_SOURCE TEXT:_
Agbakoba said proving that an election was rigged was no easy task. According to him, not only must  Atiku prove that there were electoral irregularities, he has to show that they affected the election results.

He said: “The former Vice President will face an uphill task, given the circumstances of challenging the election results.

“My initial decision to charge the former Vice President not to go to court is based on the fact that President Buhari has subverted the Supreme Court by the removal of the Chief Justice of Nigeria, Hon. Justice Walter Onnoghen, and the appointment of the Acting Chief Justice of Nigeria.

“My perception is that we need to resolve the status of the Supreme Court. I wonder what is taking the National Judicial Council (NJC) so long.

“I am also worried about the historical precedent, as no petition on presidential election result has ever succeeded.

“As one of Nigeria’s experienced election petition lawyers, I know that the burden of proof to succeed in an election petition is unfairly huge.

“We first have too prove that there are electoral irregularities and in my view, once you prove this, you should succeed.

“Unfortunately, even if you prove electoral irregularities, you will have to show how that affected the results of the election.

“Remember that the gap between former Vice President, Atiku Abubakar and President Buhari is about four million votes,” Agbakoba said.

He, however, emphasised that Atiku is constitutionally entitled to approach the tribunal to challenge results he said were “manifestly riddled” with electoral irregularities.

My personal advice has become irrelevant. I fully support and wish former Vice President, Atiku Abubakar every success,” Agbakoba said.

Falana, in the same vein, said Atiku had “insurmountable legal obstacles” to face at the tribunal, adding that the former Vice-President should not be blackmailed not to take the legal step.

The SAN said successive administrations’ failure to reform the electoral process created insurmountable legal obstacles for election petitioners.

“The campaign that Alhaji Atiku Abubakar should not seek redress is totally uncalled for. Aggrieved by the general elections of 2003, 2007 and 2011 conducted by INEC, Candidate Muhammadu Buhari sought redress in court.

“Adams Oshiomole and other APC leaders have had cause to claim their mandate through the court.

“Even some APC members who lost the just-concluded National Assembly elections have announced plans to challenge the return of their opponents by INEC.

[Named region outline records]
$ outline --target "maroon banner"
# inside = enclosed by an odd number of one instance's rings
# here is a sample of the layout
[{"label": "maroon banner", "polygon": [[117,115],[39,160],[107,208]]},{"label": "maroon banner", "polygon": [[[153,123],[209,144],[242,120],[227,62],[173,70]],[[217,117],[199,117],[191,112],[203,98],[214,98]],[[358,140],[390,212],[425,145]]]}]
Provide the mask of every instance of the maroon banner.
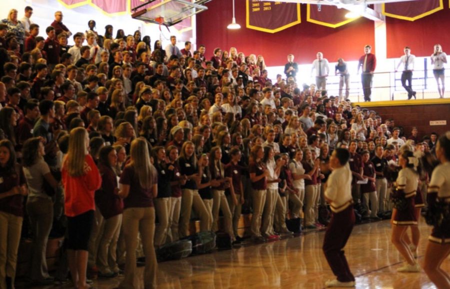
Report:
[{"label": "maroon banner", "polygon": [[69,9],[80,7],[89,3],[88,0],[58,0],[58,1]]},{"label": "maroon banner", "polygon": [[444,9],[442,0],[406,1],[383,4],[382,13],[386,16],[414,21]]},{"label": "maroon banner", "polygon": [[246,0],[246,27],[275,33],[301,22],[300,5]]},{"label": "maroon banner", "polygon": [[345,25],[359,18],[346,18],[348,13],[346,9],[339,9],[334,5],[314,5],[308,4],[306,11],[306,21],[336,28]]},{"label": "maroon banner", "polygon": [[126,11],[126,0],[111,1],[110,0],[91,0],[92,3],[110,14],[125,13]]}]

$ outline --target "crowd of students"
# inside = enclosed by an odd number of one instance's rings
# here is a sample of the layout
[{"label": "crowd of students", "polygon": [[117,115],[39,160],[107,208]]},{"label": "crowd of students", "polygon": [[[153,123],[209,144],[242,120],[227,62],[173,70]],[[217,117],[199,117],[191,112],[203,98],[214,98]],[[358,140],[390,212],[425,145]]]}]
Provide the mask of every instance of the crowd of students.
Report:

_EXERCISE INSTRUCTIONS:_ Continue the news report about Atiku Abubakar's challenge to the election results, starting after its last sentence.

_THE OUTPUT:_
“Therefore, Alhaji Atiku Abubakar should not be blackmailed or begged by any group of people not to challenge the presidential election held in the country on February 23, 2019.

“Regrettably, however, the failure of the PDP and APC-led Federal Government to reform the electoral process has created insurmountable legal obstacles for election petitioners,” he said in an interview with Punch.

According to Falana, the frustration of election petitioners has been compounded by several judicial authorities, with some decisions holding that “an election cannot be questioned on grounds of corrupt practices”.

He said judicial authorities had upheld many elections despite the fact that the polls were marred by malfeasance.

“For instance, a petitioner is required to prove that there is substantial non-compliance and that the non-compliance has substantially affected the results of the election.

“In Yussuf v Obasanjo, it was held that an election cannot be questioned on grounds of corrupt practices.

“In Falae v Obasanjo it was held that it has to be proved that financial inducement was authorised by the winner of an election.

“In Buhari v Obasanjo it was held that the onus of proving electoral malpractice rests on the petitioner. Several fraudulent elections have been upheld under the doctrine of substantial compliance.

“In several cases, winners of fraudulent elections that were annulled were allowed to take part in rerun elections ordered by the courts,” Falana said.

Other hurdles

A Senior Advocate of Nigeria, Adebayo Adenipekun, who was involved several high profile election petition cases, told The Nation that it was difficult for presidential election petitions to succeed because of the legal requirements that must be met.

He said beside the fact that allegations of criminality are expected to be proven beyond reasonable doubt, a petitioner also has to prove non-compliance with the electoral and show that such non-compliance substantially affected the election.

He said: “Presidential elections affect the whole country. It’s not easy to prove non-compliance in 774 local government areas, unlike governorship elections, and it also not easy to prove electoral offences beyond reasonable doubts.”

Human Rights Law Service (HURILAWS) Senior Programme Officer Collins Okeke, was of the view that materials and evidences litigants would rely on to build their cases are with agencies whose commitments cannot be easily determined.

“There is the likely scenario in which justice could be denied  some of those entitled to it simply because those statutorily in custody  of those election materials such as INEC, the police and other security agencies involved choose to be tardy and willfully uncooperative.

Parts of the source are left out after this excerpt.